TASK TO COMPLETE
Output all entries below exactly as they are given.

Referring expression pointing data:

*** Begin section ***

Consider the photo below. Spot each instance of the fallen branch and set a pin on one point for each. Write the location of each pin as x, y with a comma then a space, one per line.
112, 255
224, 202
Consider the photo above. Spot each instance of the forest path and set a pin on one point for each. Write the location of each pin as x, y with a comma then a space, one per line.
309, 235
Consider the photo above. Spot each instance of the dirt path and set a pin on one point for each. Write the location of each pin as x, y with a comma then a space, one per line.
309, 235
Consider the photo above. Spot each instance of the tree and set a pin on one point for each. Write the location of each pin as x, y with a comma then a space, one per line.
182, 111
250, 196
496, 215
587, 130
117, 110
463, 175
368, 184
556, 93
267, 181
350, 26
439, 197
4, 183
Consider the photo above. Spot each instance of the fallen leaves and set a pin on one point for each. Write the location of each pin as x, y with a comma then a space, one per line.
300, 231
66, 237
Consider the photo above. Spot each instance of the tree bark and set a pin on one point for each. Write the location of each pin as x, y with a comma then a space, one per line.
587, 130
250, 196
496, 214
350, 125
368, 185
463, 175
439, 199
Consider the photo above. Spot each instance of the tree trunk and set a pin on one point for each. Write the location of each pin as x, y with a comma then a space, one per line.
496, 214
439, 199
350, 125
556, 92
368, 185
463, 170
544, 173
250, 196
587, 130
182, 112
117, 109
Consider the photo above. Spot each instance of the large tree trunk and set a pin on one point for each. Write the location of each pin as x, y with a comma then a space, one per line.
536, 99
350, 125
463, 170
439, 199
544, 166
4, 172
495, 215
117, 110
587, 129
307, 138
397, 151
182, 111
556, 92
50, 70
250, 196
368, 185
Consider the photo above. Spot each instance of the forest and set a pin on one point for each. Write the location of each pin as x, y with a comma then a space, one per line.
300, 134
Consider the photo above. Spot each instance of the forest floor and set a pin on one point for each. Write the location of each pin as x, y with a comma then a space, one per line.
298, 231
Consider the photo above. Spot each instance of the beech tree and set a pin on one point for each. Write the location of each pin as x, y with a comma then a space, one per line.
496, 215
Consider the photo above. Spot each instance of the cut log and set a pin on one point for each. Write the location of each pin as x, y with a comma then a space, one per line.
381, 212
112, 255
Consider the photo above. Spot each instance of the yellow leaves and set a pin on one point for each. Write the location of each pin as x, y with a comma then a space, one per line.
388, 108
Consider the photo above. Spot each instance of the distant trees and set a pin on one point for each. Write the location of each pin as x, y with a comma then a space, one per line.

*** End section ***

THE COMPLETED TASK
Consider the photo below. Spot each instance of the fallen branch and set a pin on one point for each. Write the location of each pin as x, y with a comma then a space, one per line.
112, 255
224, 202
Consider the photo above. Spot each instance of the forest path and set a pin on one point for each. Write the location of each pin as x, y with a comma then a space, one per line.
309, 235
Consider the photo above. Spot each instance of the dirt path and set a pin on one point for each. Write the location of each pin as x, y with a comma then a space, one per line.
309, 235
Consider the photo above. Spot each instance of the tree and set a pin on one point for each. Write the location of each pin as x, y with a comma then a space, one per line.
182, 111
250, 196
496, 215
587, 130
117, 110
463, 175
368, 184
556, 93
267, 181
350, 26
439, 197
4, 183
Consider the photo above. Spot each instance of the fallen leaves and set a pin on one point for each. Write the location of each pin as x, y with a comma then a space, one per line.
300, 231
66, 237
Consider the photo above. Spot each instance of the tree bark and set a pin on one point for each. Write the location of each pin as x, y with a comma then a space, one per line.
587, 130
250, 196
496, 214
350, 125
368, 185
463, 175
439, 199
Consider the photo above. Spot each instance of the tree trunk and set a pin on one point for each. Write the location of each pin as x, y with a comma then a space, one per line.
496, 214
439, 199
350, 125
556, 92
368, 185
463, 170
544, 173
250, 196
587, 130
182, 112
117, 109
Consider the photo above. Spot each instance of the large tree trunk and set a pin on one point for each. Write the location of each pin as x, y with a comma then a space, one per line.
536, 99
350, 125
463, 170
439, 199
544, 166
4, 172
495, 215
117, 110
587, 129
307, 138
397, 151
182, 111
556, 92
50, 70
250, 196
368, 185
Consider the photo above. Spot each instance of the forest and set a pin on one point for each. Write the location of each pin as x, y with a comma then a space, one per line.
300, 134
Consider the photo above. Spot each instance of the forest floor and set a pin on one point for each. Write the location of each pin as x, y with a comma then a space, one per line.
298, 231
Consider the photo above. Spot each instance of the beech tree and set a pin on one point for each. Write the location of each pin as x, y with a comma then a space, one per line.
496, 215
Consider the photo above. Spot each instance of the cut log and set a pin on one point for each. Write the location of each pin as x, y with a comma then a space, one per line.
381, 212
112, 255
Consider the photo above. Spot each instance of the yellow leaves and set a pin on one point for each. Write the location of each pin as x, y with a comma then a space, one per line.
388, 108
Consider the photo above. Spot each instance of the distant trees and set a pin on one point for each. Write the location of each pin as x, y with a comma then a space, one per line.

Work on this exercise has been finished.